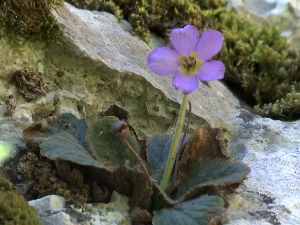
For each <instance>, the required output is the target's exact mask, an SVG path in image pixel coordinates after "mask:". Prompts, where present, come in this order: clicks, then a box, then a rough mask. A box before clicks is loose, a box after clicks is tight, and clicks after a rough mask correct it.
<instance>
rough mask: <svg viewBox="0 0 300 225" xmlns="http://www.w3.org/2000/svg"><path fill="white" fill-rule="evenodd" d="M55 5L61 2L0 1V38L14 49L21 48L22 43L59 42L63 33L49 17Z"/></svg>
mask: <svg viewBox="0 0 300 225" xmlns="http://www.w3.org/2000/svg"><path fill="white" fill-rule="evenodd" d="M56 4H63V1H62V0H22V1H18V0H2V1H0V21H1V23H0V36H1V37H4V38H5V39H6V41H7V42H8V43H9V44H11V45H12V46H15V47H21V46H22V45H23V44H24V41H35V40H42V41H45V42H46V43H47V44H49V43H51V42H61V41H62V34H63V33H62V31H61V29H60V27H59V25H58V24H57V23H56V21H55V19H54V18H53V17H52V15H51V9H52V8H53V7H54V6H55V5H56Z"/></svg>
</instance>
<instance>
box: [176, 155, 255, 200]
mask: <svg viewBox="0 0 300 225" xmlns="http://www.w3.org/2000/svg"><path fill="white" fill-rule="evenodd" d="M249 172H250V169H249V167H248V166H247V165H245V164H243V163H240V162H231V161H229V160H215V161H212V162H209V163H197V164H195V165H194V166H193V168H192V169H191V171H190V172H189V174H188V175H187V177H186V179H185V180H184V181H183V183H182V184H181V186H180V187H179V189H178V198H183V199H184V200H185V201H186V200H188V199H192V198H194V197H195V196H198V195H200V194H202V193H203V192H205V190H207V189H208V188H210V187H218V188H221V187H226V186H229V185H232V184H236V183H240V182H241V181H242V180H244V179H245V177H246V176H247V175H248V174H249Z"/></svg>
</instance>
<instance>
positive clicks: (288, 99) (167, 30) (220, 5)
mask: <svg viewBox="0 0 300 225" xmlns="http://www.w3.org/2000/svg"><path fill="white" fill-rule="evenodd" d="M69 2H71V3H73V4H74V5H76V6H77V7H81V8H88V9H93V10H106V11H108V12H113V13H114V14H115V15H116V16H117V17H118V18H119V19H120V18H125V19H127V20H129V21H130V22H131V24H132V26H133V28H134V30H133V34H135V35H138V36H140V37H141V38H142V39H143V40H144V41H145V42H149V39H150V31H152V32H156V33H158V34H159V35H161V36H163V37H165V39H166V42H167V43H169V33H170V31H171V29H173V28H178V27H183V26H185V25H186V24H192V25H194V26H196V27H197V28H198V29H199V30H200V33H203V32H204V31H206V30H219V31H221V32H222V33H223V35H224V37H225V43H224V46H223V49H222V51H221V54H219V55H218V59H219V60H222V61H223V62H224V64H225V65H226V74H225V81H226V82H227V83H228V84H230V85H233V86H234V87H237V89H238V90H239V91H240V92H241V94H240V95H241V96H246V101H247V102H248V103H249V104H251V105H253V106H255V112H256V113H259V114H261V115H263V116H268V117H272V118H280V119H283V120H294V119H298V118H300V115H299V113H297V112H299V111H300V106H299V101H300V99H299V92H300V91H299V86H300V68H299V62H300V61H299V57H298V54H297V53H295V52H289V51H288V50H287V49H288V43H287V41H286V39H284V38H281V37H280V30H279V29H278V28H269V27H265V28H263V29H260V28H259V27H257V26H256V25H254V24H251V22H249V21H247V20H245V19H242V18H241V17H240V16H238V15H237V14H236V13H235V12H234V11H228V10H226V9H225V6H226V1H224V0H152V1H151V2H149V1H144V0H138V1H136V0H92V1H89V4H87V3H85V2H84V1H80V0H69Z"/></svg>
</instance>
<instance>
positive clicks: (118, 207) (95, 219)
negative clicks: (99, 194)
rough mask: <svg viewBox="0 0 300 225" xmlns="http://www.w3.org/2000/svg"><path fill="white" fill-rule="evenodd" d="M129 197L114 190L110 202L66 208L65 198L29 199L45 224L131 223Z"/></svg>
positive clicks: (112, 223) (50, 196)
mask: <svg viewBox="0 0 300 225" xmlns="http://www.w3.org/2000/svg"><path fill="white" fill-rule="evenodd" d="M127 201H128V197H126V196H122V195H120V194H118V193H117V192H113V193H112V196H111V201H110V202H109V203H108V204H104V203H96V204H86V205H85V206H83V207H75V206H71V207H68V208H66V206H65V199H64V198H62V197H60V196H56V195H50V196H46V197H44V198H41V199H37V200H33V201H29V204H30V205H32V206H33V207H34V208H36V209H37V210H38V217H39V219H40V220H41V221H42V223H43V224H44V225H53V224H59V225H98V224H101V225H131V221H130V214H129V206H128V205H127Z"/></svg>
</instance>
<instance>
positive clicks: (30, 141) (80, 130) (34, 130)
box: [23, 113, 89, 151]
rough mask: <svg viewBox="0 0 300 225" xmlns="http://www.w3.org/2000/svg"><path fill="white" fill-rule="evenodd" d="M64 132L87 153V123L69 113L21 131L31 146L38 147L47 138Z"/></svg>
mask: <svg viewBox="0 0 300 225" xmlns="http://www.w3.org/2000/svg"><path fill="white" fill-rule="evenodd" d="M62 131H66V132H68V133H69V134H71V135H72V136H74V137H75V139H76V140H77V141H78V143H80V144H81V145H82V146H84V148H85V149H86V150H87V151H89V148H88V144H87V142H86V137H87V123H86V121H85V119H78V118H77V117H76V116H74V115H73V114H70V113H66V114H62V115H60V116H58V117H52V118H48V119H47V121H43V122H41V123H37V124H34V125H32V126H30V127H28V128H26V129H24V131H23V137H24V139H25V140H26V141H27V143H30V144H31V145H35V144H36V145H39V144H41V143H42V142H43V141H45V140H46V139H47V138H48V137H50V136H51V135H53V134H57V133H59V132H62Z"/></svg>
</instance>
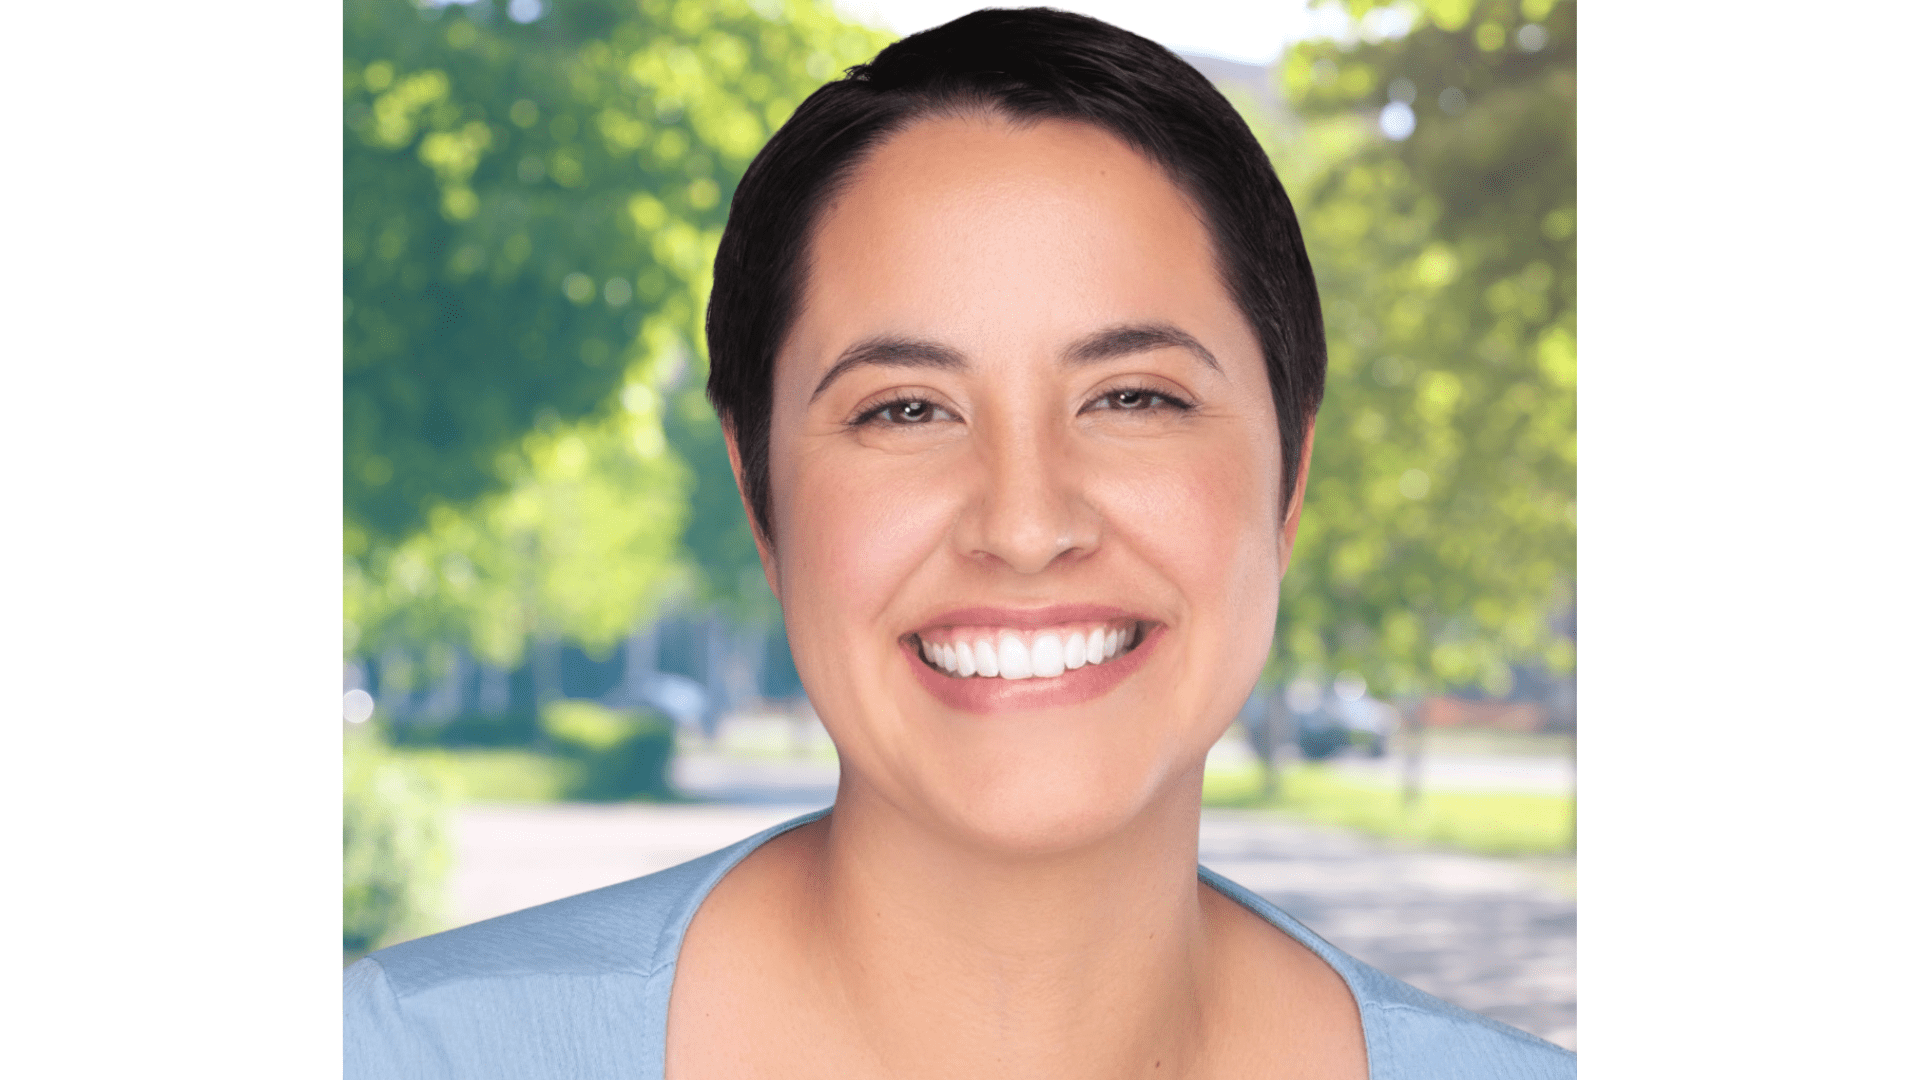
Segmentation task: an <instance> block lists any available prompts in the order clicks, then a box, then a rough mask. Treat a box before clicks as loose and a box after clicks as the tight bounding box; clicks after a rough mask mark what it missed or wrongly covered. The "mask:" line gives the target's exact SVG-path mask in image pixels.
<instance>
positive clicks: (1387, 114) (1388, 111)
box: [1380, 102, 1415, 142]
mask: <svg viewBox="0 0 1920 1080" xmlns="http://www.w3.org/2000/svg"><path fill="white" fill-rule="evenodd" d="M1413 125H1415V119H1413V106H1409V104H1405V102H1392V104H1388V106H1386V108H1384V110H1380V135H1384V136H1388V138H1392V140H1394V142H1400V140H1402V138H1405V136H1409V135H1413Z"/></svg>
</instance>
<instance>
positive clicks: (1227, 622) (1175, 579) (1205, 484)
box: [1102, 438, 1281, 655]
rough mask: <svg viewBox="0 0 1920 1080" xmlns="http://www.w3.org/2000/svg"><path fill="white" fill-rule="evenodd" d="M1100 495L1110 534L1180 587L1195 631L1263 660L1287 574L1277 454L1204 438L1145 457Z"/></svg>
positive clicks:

* * * *

• Instruction
Copy every item above exactly as it appears, but leave out the pictures.

• Problem solution
For each <instance>, the required output is the target's exact mask, an SVG path in image pixel coordinates after "mask:". Prompts, where present, come in this order: clicks, then a box, then a rough mask. A box before clicks is loose, a box after clicks is tight, and clicks after a rough mask correct it.
<instance>
rough mask: <svg viewBox="0 0 300 225" xmlns="http://www.w3.org/2000/svg"><path fill="white" fill-rule="evenodd" d="M55 5L61 2L0 1V38L14 49L21 48L22 43L59 42L63 33L49 17Z"/></svg>
mask: <svg viewBox="0 0 300 225" xmlns="http://www.w3.org/2000/svg"><path fill="white" fill-rule="evenodd" d="M56 4H63V1H62V0H22V1H18V0H2V1H0V21H1V23H0V36H1V37H4V38H5V39H6V41H7V42H8V43H9V44H11V45H12V46H15V47H21V46H22V45H23V44H24V41H35V40H42V41H45V42H46V43H47V44H49V43H51V42H61V41H62V34H63V33H62V31H61V29H60V27H59V25H58V24H57V23H56V21H55V19H54V18H53V17H52V15H51V9H52V8H53V7H54V6H55V5H56Z"/></svg>
</instance>
<instance>
box: [176, 155, 255, 200]
mask: <svg viewBox="0 0 300 225" xmlns="http://www.w3.org/2000/svg"><path fill="white" fill-rule="evenodd" d="M249 172H250V169H249V167H248V166H247V165H245V164H243V163H240V162H231V161H229V160H215V161H212V162H209V163H197V164H195V165H194V166H193V168H192V169H191V171H190V172H189V174H188V175H187V177H186V179H185V180H184V181H183V183H182V184H181V186H180V187H179V189H178V198H183V199H184V200H185V201H186V200H188V199H192V198H194V197H195V196H198V195H200V194H202V193H203V192H205V190H207V189H208V188H210V187H218V188H221V187H226V186H229V185H232V184H236V183H240V182H241V181H242V180H244V179H245V177H246V176H247V175H248V174H249Z"/></svg>
</instance>
<instance>
positive clicks: (288, 99) (167, 30) (220, 5)
mask: <svg viewBox="0 0 300 225" xmlns="http://www.w3.org/2000/svg"><path fill="white" fill-rule="evenodd" d="M69 2H71V3H73V4H74V5H76V6H77V7H81V8H88V9H93V10H106V11H108V12H113V13H114V14H115V15H116V16H117V17H118V18H119V19H120V18H125V19H127V20H129V21H130V22H131V24H132V26H133V28H134V30H133V34H135V35H138V36H140V37H141V38H142V39H143V40H144V41H145V42H149V39H150V31H152V32H156V33H158V34H159V35H161V36H163V37H165V39H166V42H167V43H169V33H170V31H171V29H173V28H178V27H183V26H185V25H186V24H192V25H194V26H196V27H197V28H198V29H199V30H200V33H203V32H204V31H206V30H219V31H221V32H222V33H223V35H224V37H225V43H224V46H223V49H222V51H221V54H219V55H218V59H219V60H222V61H223V62H224V64H225V65H226V74H225V81H226V82H227V83H228V84H230V85H233V86H234V87H237V89H238V90H239V91H240V92H241V94H240V95H241V96H246V101H247V102H248V103H249V104H251V105H253V106H255V112H256V113H259V114H261V115H263V116H268V117H272V118H280V119H283V120H294V119H298V118H300V115H299V113H297V112H299V111H300V106H299V101H300V99H299V92H300V91H299V86H300V68H299V62H300V61H299V57H298V54H297V53H295V52H289V51H288V50H287V49H288V43H287V41H286V39H284V38H281V37H280V30H279V29H278V28H269V27H265V28H263V29H260V28H259V27H257V26H256V25H254V24H251V22H249V21H247V20H245V19H242V18H241V17H240V16H238V15H237V14H236V13H235V12H234V11H228V10H226V9H225V6H226V1H224V0H152V1H151V2H149V1H144V0H138V1H136V0H92V1H89V4H87V3H85V2H84V1H80V0H69Z"/></svg>
</instance>
<instance>
positive clicks: (118, 207) (95, 219)
negative clicks: (99, 194)
rough mask: <svg viewBox="0 0 300 225" xmlns="http://www.w3.org/2000/svg"><path fill="white" fill-rule="evenodd" d="M129 197L114 190L110 202L66 208L65 198L29 199L45 224L131 223Z"/></svg>
positive clicks: (112, 223) (50, 196)
mask: <svg viewBox="0 0 300 225" xmlns="http://www.w3.org/2000/svg"><path fill="white" fill-rule="evenodd" d="M127 201H128V197H126V196H122V195H120V194H118V193H117V192H113V193H112V196H111V201H110V202H109V203H108V204H104V203H96V204H86V205H85V206H83V207H75V206H71V207H68V208H66V206H65V199H64V198H62V197H60V196H56V195H50V196H46V197H44V198H41V199H37V200H33V201H29V204H30V205H32V206H33V207H34V208H36V209H37V210H38V217H39V219H40V220H41V221H42V223H43V224H44V225H53V224H59V225H98V224H101V225H131V221H130V214H129V206H128V205H127Z"/></svg>
</instance>
<instance>
positive clicks: (30, 141) (80, 130) (34, 130)
box: [23, 113, 89, 151]
rough mask: <svg viewBox="0 0 300 225" xmlns="http://www.w3.org/2000/svg"><path fill="white" fill-rule="evenodd" d="M64 132L87 153V123L69 113L21 131L31 146L38 147L47 138Z"/></svg>
mask: <svg viewBox="0 0 300 225" xmlns="http://www.w3.org/2000/svg"><path fill="white" fill-rule="evenodd" d="M62 131H66V132H68V133H69V134H71V135H72V136H74V137H75V139H76V140H77V141H78V143H80V144H81V145H82V146H84V148H85V149H86V150H87V151H89V148H88V144H87V142H86V137H87V123H86V121H85V119H78V118H77V117H76V116H74V115H73V114H70V113H66V114H62V115H60V116H58V117H52V118H48V119H47V121H43V122H41V123H37V124H34V125H32V126H30V127H28V128H26V129H24V131H23V137H24V139H25V140H26V141H27V143H30V144H31V145H35V144H36V145H39V144H41V143H42V142H43V141H45V140H46V139H47V138H48V137H50V136H51V135H53V134H57V133H59V132H62Z"/></svg>
</instance>
Segmentation task: an <instance> block lists any available prompts in the order clicks, then a box, then a rough mask. Treat a box before clicks as loose and a box after clicks as the tight bounding box; clicks after a rough mask mark what it missed or wrongly covered. The "mask:" line gives the target's exact SVG-path mask in image pixels.
<instance>
positive clicks: (1387, 114) (1388, 111)
box: [1380, 102, 1415, 142]
mask: <svg viewBox="0 0 1920 1080" xmlns="http://www.w3.org/2000/svg"><path fill="white" fill-rule="evenodd" d="M1413 125H1415V119H1413V106H1409V104H1405V102H1392V104H1388V106H1386V108H1384V110H1380V135H1384V136H1388V138H1392V140H1394V142H1400V140H1402V138H1405V136H1409V135H1413Z"/></svg>
</instance>
<instance>
positive clicks: (1227, 622) (1175, 579) (1205, 484)
box: [1102, 438, 1281, 655]
rough mask: <svg viewBox="0 0 1920 1080" xmlns="http://www.w3.org/2000/svg"><path fill="white" fill-rule="evenodd" d="M1100 495L1110 534L1180 587L1195 631L1263 660L1287 574L1277 454L1204 438L1145 457Z"/></svg>
positive clicks:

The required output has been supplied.